TEXTO PARA LEITURA.
☆ ☆ ☆ ☆ ☆ ☆ ☆
PUBLICAÇÕES

    JORNAL DIGITAL DOS MEMBROS, ALUNOS E EX-ALUNOS
    44 Novembro 2017  
 
 
CINEMA

AS DUAS IRENES, “UM FILME SEM ÓDIO”


NAYRA GANHITO [1]


“Uma pequena jóia brasileira”, anuncia o letreiro no trailer oficial de As duas Irenes, longa de estréia do goiano Fabio Meira. É pelo efeito do pequeno e do particular que se extrai a grandeza e a preciosidade de seu filme.

Somos levados pelo olhar da menina Irene em suas descobertas de si e do mundo à sua volta no momento em que a questão de tornar-se mulher começa a colocar-se para ela. Está com 13 anos, filha do meio apagada no olhar de sua mãe, entre a primogênita debutante superinvestida e a graça de criança da caçula. Seu corpo e aparência encarnam esse limbo da adolescência feminina que ainda não desabrochou e os meninos não a percebem ainda. Na fotografia delicada do filme, suas roupas em tom pastel, o cabelo castanho nem claro nem escuro quase mimetizam sua figura com o fundo de tonalidades das paredes e paisagens.

Neste contexto que anuncia descobertas, ela descobre que o pai tem outra família e uma filha com seu mesmo nome e idade, a outra Irene. Uma das grandes qualidades do filme é o modo como a câmera explora o espelhamento das meninas, que comporta de início uma imagem invertida, pois a segunda Irene já ostenta as formas e a libido da puberdade e se move com exuberância em suas relações. Mas o espelhamento não se dá apenas através de suas figuras e movimentos, também se multiplica em pequenos detalhes como o som em eco do chamado: “Irene!”, em uma cena no campo ou na sobremesa favorita do pai, a ambrosia, servida com esmero em ambas as casas.

As duas meninas poderão criar um jogo no qual a rivalidade, a inveja e os ciúmes aos poucos darão lugar a identificações e a uma parceria nas descobertas da idade e no confronto com sua história compartilhada. Jogo cheio de angústia mas que não exclui a criação de uma cumplicidade que irá determinar o desfecho em aberto do filme, que relança à geração dos pais sua verdade. Ambas irão se transformar através dessa estranha fratria.
☆ ☆ ☆ ☆ ☆ ☆ ☆
Registros extraídos
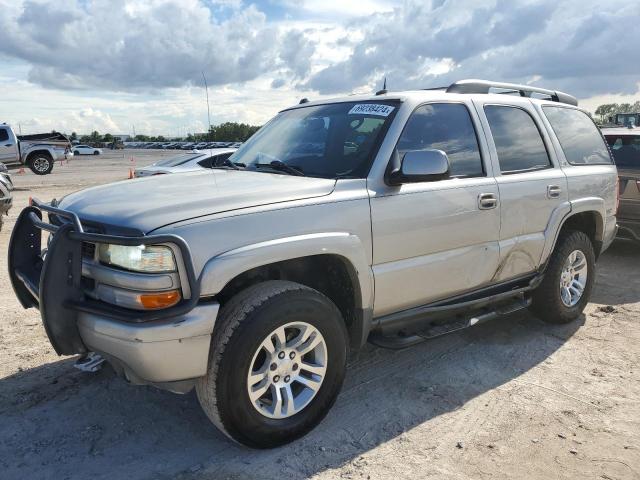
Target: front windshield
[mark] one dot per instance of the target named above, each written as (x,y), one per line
(328,141)
(175,161)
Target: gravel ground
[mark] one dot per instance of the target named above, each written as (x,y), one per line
(515,398)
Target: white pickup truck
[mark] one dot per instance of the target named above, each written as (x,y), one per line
(39,152)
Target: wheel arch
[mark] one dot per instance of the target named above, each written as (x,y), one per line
(333,263)
(40,151)
(585,215)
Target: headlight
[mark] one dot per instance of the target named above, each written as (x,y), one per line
(141,258)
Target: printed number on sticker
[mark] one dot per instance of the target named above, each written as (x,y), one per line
(371,109)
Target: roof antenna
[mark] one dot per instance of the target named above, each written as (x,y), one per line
(384,88)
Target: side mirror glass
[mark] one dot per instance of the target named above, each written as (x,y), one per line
(420,166)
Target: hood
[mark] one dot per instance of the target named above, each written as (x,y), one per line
(146,204)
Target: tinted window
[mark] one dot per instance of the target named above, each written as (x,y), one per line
(579,137)
(518,141)
(178,160)
(219,160)
(626,150)
(446,127)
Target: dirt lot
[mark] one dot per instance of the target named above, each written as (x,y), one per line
(510,399)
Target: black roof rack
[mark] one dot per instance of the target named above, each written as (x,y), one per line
(484,86)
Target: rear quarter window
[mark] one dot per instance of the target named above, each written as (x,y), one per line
(579,137)
(625,149)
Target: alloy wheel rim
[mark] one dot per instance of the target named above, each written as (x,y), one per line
(287,370)
(573,278)
(41,164)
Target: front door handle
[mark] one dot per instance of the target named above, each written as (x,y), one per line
(487,201)
(553,191)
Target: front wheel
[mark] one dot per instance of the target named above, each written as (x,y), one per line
(568,280)
(41,164)
(277,363)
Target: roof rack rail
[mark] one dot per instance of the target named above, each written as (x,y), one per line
(484,86)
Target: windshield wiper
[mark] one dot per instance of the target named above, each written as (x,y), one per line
(229,165)
(280,166)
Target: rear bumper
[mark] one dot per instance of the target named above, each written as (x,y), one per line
(147,346)
(610,232)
☆ ☆ ☆ ☆ ☆ ☆ ☆
OBJETIVO. Transcreva, sem qualquer alteração, o trecho da crítica sobre o filme As duas Irenes que começa em "NAYRA GANHITO [1]" e termina em "paredes e paisagens.".

RESPOSTA COMPLETA.
NAYRA GANHITO [1]


“Uma pequena jóia brasileira”, anuncia o letreiro no trailer oficial de As duas Irenes, longa de estréia do goiano Fabio Meira. É pelo efeito do pequeno e do particular que se extrai a grandeza e a preciosidade de seu filme.

Somos levados pelo olhar da menina Irene em suas descobertas de si e do mundo à sua volta no momento em que a questão de tornar-se mulher começa a colocar-se para ela. Está com 13 anos, filha do meio apagada no olhar de sua mãe, entre a primogênita debutante superinvestida e a graça de criança da caçula. Seu corpo e aparência encarnam esse limbo da adolescência feminina que ainda não desabrochou e os meninos não a percebem ainda. Na fotografia delicada do filme, suas roupas em tom pastel, o cabelo castanho nem claro nem escuro quase mimetizam sua figura com o fundo de tonalidades das paredes e paisagens.